▶ 課題
下のエントリーから、「In this exercise you will mark the bare」を含む行に始まり「In this exercise you will mark the climbing」を含む行に至るまでを、両端の行も含めて一字も変えずに出力してください。

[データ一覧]
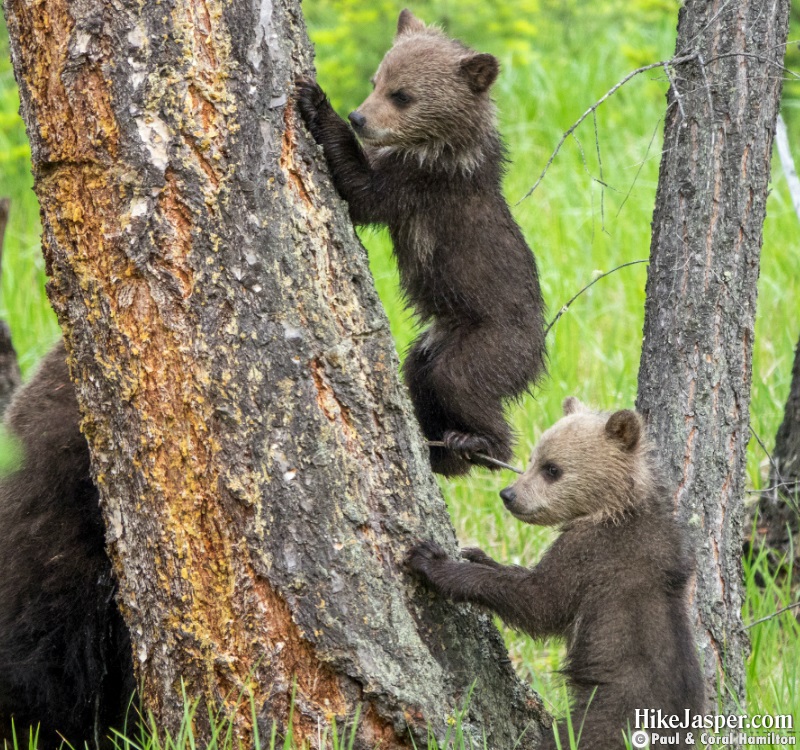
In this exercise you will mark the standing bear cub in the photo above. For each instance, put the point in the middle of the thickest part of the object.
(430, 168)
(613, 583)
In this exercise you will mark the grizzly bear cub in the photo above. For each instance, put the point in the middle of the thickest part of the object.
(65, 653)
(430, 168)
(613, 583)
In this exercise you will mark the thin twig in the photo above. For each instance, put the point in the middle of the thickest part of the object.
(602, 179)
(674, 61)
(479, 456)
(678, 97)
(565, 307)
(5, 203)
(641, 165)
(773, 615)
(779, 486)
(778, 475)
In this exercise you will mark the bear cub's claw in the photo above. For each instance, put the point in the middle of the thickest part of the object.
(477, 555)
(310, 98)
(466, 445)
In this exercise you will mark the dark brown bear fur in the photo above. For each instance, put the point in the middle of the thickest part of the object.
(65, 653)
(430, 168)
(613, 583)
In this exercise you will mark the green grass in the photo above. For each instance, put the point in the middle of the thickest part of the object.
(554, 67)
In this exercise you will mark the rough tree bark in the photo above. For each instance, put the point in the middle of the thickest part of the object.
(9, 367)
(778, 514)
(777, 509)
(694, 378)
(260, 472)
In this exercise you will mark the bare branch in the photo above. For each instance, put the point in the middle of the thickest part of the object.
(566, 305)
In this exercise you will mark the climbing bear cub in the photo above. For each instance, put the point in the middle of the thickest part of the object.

--

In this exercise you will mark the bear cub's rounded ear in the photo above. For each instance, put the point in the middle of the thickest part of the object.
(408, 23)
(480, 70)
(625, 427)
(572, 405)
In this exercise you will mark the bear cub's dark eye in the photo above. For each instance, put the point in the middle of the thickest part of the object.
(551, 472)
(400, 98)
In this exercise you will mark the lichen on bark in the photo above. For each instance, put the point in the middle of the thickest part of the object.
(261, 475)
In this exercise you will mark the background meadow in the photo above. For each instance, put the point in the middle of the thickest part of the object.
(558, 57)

▶ 回答
In this exercise you will mark the bare branch in the photo above. For each instance, put the point in the middle of the thickest part of the object.
(566, 305)
In this exercise you will mark the climbing bear cub in the photo above. For each instance, put the point in the middle of the thickest part of the object.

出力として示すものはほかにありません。